● Testo
··········
INNOVAZIONE
Tecnologia e sprechi: la doppia faccia della sanità che non innova
Il sistema fatica a essere digitalizzato, e la telemedicina è ancora poco sfruttata

La sanità pubblica italiana si muove in un paradosso costante: da un lato il progresso tecnologico offre possibilità prima impensabili in termini di diagnosi precoce, gestione a distanza, personalizzazione delle cure; dall’altro la macchina organizzativa del Ssn fatica ad assorbirle, frammentata tra ventuno sistemi sanitari regionali che raramente dialogano.
··········
● Elenco fornito
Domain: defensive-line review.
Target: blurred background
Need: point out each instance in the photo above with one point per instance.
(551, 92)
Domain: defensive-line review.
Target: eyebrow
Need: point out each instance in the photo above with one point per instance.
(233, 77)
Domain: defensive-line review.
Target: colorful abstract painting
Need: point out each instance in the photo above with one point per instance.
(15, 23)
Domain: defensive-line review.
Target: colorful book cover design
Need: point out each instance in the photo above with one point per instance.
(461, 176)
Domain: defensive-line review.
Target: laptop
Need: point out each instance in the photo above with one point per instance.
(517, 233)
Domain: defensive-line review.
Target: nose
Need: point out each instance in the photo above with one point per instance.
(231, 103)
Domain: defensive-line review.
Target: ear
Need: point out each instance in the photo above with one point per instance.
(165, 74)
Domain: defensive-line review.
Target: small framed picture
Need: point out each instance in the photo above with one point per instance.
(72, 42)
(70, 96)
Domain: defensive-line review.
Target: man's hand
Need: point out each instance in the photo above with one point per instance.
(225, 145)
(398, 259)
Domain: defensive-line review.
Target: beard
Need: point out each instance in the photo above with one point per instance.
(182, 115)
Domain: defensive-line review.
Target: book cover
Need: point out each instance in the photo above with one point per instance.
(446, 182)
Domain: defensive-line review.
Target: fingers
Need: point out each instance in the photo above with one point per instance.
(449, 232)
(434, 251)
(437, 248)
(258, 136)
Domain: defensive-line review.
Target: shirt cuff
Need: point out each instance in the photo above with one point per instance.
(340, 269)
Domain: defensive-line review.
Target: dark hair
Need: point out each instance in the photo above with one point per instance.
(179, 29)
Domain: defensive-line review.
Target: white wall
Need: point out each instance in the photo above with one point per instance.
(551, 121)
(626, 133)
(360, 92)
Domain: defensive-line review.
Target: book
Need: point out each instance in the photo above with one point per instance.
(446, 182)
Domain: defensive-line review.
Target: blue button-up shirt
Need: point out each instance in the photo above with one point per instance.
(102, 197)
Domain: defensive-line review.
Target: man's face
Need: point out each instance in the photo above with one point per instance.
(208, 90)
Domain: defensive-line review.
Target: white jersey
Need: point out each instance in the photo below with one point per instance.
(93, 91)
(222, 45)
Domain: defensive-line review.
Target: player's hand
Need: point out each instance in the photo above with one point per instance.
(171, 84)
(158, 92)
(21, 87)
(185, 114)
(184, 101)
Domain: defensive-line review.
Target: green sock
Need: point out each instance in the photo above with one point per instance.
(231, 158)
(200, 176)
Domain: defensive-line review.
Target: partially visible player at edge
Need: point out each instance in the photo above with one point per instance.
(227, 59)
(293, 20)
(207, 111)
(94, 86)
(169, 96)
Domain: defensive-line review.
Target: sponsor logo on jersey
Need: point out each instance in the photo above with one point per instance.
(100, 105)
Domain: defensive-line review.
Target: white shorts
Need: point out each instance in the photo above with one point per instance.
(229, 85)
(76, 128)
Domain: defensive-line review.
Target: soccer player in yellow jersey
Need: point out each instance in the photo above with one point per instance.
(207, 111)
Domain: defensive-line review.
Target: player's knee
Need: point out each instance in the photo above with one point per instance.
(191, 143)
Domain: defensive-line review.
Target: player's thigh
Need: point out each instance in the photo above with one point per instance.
··········
● Da fare
[a] Estrai dal testo il brano che inizia con le parole contenenti "INNOVAZIONE" e termina con "che raramente dialogano.".
[b] Nel testo, quali possibilità offerte dal progresso tecnologico alla sanità vengono nominate? Riportale tutte.

● Risposte per attività
[a]
INNOVAZIONE
Tecnologia e sprechi: la doppia faccia della sanità che non innova
Il sistema fatica a essere digitalizzato, e la telemedicina è ancora poco sfruttata

La sanità pubblica italiana si muove in un paradosso costante: da un lato il progresso tecnologico offre possibilità prima impensabili in termini di diagnosi precoce, gestione a distanza, personalizzazione delle cure; dall’altro la macchina organizzativa del Ssn fatica ad assorbirle, frammentata tra ventuno sistemi sanitari regionali che raramente dialogano.

[b]
- diagnosi precoce
- gestione a distanza
- personalizzazione delle cure